» **THE TASK**:
Write out the text about Stephens and East Portland word for word, beginning at the words "In East Portland" and ending after the words "the gold fields.".

» **SUPPLIED TEXT**:

<<<<

He started a cooper shop in Oregon City and got his barrel-making stock from William Overton, one of the founders of Portland.

Stephens refused Overton's offer to sell him his Portland land claim for 300 new salmon barrels because he planned to bid for another claim, which he secured in 1845 and on which East Portland was founded. East Portland was also known as Stephens' Addition. In 1846 he made 1000 flour barrels and 400 salmon barrels for the Hudson's Bay Company, and in 1847 he made 400 beef barrels for shipment to the Sandwich Islands.

In East Portland he operated the first ferry, located near the present location of the Morrison Bridge. It began operations in 1846, and was the first ferry in what became Multnomah County (it was part of Twality District at that time). During the California Gold Rush, Stephens sold his land and headed south to the gold fields.

>>>>

» **DATA FOR REVIEW**:

<<<<

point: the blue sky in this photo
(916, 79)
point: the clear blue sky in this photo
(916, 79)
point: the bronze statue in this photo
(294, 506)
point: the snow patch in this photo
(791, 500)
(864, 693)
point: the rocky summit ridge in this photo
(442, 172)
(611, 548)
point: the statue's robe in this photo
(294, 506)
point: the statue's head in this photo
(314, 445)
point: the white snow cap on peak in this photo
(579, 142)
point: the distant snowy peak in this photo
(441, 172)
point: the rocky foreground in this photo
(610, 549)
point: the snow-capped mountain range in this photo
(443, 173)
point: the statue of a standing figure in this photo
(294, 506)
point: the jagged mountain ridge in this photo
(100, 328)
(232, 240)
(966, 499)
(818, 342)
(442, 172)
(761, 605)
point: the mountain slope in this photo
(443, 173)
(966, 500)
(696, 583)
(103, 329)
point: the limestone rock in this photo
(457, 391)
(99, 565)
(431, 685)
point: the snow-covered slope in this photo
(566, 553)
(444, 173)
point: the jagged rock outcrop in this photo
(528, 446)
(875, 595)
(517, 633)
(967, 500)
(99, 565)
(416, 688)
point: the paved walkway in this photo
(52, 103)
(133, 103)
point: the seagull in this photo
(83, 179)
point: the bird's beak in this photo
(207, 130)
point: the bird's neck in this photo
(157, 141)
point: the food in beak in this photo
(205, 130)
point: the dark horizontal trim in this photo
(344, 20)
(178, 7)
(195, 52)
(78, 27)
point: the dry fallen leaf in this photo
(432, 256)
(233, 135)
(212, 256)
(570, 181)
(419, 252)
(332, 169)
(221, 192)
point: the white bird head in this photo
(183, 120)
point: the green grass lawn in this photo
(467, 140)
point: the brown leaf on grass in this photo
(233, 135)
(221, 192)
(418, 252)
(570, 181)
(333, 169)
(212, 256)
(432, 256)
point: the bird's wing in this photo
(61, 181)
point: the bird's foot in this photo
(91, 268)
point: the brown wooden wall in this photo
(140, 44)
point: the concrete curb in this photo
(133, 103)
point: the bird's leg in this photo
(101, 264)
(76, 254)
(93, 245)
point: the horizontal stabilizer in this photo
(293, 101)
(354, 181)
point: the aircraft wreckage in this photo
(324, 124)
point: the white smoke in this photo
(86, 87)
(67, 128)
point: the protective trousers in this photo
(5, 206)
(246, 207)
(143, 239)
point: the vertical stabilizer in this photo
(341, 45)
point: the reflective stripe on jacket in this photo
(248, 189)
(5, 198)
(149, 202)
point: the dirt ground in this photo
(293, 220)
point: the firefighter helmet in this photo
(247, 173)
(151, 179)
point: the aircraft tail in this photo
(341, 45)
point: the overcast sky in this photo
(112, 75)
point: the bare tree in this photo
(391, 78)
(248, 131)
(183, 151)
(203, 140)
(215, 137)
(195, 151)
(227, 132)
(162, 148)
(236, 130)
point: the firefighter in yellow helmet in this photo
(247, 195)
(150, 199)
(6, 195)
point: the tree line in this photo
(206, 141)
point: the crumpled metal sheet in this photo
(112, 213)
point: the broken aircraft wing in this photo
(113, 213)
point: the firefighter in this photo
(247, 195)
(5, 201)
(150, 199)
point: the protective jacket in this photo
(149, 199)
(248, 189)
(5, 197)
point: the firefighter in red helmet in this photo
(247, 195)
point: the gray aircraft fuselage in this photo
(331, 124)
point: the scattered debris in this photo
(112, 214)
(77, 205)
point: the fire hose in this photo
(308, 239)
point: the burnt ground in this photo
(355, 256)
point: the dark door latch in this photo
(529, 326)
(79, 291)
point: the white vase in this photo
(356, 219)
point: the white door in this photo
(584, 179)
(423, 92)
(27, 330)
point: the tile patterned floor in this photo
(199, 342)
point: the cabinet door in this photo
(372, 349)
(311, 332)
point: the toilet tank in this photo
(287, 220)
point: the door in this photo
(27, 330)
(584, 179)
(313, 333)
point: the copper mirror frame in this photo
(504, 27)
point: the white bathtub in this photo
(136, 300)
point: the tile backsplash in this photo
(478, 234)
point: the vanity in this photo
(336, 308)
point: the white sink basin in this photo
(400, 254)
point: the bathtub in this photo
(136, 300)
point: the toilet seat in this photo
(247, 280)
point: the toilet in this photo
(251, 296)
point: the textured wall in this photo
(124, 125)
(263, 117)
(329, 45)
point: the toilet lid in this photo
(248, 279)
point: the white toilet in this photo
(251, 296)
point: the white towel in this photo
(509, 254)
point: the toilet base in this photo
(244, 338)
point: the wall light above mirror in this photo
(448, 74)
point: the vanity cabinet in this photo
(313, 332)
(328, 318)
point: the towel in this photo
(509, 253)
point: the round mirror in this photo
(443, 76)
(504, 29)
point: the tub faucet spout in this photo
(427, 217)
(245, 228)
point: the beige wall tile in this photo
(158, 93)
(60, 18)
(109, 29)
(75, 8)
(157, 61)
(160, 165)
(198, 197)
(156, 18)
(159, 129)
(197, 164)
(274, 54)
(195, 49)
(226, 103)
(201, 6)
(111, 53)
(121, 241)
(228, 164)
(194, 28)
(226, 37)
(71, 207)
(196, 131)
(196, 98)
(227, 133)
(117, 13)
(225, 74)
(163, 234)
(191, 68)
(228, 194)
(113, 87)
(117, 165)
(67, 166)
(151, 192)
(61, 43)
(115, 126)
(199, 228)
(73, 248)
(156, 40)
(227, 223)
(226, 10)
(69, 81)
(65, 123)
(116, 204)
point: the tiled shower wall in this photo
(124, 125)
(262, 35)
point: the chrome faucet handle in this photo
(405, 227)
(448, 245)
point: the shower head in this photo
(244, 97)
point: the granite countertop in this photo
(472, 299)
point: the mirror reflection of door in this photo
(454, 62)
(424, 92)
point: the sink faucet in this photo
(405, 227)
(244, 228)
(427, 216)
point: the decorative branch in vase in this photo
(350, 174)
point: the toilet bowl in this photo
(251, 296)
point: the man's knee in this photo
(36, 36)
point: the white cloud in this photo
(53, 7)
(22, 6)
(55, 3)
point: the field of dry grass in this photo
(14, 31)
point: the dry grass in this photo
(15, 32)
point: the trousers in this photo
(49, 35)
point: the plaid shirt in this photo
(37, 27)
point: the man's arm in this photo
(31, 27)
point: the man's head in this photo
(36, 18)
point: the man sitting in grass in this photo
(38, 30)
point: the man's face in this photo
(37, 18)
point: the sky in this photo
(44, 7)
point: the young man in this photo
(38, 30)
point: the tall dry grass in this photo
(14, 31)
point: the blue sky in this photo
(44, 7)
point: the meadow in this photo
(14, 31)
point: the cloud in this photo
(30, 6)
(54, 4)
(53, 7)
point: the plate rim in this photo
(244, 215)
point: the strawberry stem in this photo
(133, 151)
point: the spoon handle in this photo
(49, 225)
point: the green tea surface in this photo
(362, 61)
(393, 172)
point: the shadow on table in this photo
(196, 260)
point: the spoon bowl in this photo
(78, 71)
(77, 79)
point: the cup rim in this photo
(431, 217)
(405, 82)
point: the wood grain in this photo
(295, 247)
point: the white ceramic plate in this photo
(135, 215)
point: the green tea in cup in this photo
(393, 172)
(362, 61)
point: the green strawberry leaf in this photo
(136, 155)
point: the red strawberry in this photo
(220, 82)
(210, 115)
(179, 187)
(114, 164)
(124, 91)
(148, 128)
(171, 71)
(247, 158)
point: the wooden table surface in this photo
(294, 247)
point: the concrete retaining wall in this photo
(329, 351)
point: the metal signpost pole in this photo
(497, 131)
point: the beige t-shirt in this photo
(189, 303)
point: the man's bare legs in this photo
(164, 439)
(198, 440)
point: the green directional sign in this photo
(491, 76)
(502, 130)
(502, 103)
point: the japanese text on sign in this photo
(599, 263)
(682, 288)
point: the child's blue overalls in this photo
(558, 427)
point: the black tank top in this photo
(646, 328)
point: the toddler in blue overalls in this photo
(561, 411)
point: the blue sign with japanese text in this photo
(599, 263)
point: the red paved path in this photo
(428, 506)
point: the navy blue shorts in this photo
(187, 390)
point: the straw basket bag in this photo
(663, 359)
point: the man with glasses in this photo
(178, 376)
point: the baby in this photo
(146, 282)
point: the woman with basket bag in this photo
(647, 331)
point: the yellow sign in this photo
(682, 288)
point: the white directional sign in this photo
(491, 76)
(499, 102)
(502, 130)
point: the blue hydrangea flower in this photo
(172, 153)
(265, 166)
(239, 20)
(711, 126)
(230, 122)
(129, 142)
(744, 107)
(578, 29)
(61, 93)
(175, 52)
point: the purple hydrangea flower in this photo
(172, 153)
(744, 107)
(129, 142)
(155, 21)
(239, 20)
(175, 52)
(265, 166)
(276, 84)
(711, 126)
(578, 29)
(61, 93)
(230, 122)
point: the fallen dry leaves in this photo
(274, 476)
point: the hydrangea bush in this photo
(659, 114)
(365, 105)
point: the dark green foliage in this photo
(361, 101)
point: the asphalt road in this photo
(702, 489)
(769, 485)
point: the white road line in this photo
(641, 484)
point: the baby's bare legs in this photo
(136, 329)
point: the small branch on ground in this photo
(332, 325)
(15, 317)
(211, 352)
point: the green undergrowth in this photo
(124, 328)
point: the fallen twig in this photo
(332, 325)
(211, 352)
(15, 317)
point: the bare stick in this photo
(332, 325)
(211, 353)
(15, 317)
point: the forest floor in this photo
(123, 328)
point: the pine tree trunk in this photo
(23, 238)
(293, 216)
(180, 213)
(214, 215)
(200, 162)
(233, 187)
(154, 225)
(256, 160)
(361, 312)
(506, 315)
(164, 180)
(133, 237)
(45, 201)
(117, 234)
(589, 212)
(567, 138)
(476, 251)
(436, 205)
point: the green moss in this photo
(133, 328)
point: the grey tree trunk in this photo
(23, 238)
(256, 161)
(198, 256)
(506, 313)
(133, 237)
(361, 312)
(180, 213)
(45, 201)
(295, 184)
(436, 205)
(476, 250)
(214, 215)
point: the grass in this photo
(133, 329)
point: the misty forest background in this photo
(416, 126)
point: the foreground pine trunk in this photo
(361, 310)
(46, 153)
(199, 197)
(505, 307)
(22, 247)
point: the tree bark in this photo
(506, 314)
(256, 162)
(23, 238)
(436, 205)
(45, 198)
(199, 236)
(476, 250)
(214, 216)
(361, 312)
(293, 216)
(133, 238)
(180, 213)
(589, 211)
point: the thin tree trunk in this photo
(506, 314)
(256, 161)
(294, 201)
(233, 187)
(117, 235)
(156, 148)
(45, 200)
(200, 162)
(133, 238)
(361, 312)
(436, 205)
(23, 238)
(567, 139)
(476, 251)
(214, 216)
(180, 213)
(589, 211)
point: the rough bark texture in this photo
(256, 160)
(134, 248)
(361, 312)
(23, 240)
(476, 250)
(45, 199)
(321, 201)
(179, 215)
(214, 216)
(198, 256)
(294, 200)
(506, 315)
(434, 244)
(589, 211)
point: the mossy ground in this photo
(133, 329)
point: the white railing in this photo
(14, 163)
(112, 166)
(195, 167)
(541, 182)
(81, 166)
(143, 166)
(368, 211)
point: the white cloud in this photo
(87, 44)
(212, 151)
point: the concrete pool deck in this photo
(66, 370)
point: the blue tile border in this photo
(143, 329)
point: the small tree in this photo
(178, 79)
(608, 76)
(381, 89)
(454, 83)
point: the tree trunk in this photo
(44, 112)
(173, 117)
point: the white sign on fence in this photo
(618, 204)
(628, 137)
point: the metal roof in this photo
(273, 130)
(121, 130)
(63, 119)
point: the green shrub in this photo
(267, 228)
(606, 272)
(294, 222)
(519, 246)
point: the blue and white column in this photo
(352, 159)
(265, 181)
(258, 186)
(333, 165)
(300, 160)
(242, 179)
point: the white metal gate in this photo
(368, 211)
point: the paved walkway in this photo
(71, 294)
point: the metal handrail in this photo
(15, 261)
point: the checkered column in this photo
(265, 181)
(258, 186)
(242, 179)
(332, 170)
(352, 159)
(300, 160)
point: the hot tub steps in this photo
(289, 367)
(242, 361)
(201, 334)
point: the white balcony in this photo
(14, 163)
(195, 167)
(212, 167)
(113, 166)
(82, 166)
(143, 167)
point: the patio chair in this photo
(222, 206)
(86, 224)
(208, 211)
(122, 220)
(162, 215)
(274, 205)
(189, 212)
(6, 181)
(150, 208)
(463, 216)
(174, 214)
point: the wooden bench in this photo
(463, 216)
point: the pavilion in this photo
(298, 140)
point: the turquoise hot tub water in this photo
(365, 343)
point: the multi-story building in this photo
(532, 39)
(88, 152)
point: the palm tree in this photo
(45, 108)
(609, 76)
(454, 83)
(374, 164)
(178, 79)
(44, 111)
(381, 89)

>>>>

» **RESULT**:
In East Portland he operated the first ferry, located near the present location of the Morrison Bridge. It began operations in 1846, and was the first ferry in what became Multnomah County (it was part of Twality District at that time). During the California Gold Rush, Stephens sold his land and headed south to the gold fields.